* _Prompt_
An exact transcription of all the data is required; the pictures are to be left out.

+++ Provided data +++

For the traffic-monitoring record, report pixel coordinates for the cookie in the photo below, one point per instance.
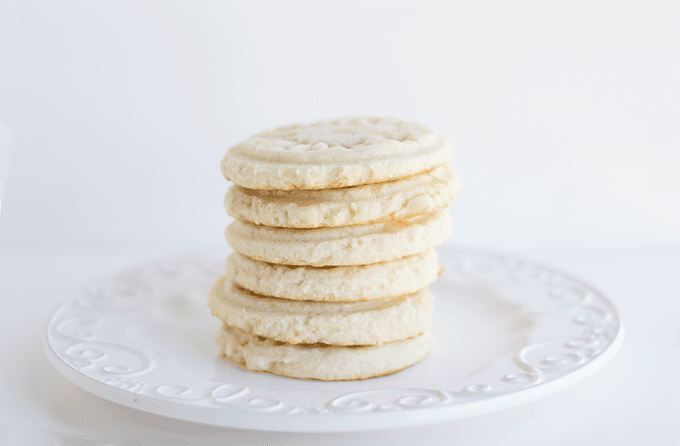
(335, 153)
(384, 280)
(419, 194)
(346, 245)
(319, 361)
(336, 323)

+++

* _Your response_
For the traffic-monitoring record, report pixel coordinates for the cookie in the photo below, one point per instance.
(335, 153)
(384, 280)
(419, 194)
(346, 245)
(319, 361)
(336, 323)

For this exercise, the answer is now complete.